[Entries on locating named items]

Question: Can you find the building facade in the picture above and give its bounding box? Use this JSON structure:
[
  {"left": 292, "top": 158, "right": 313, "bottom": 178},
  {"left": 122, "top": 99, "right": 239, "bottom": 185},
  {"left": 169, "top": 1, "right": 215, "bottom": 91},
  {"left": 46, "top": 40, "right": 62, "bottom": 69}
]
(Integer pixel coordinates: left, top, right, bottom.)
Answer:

**What to produce**:
Write out the material above again line by line, keeping every word, number, and mark unchanged.

**Written response**:
Question: Can you find the building facade in the picture above and give its bounding box? Use this JSON structure:
[
  {"left": 292, "top": 158, "right": 313, "bottom": 178},
  {"left": 122, "top": 99, "right": 239, "bottom": 185},
  {"left": 169, "top": 1, "right": 215, "bottom": 91},
  {"left": 46, "top": 40, "right": 62, "bottom": 69}
]
(Integer pixel coordinates: left, top, right, bottom.)
Answer:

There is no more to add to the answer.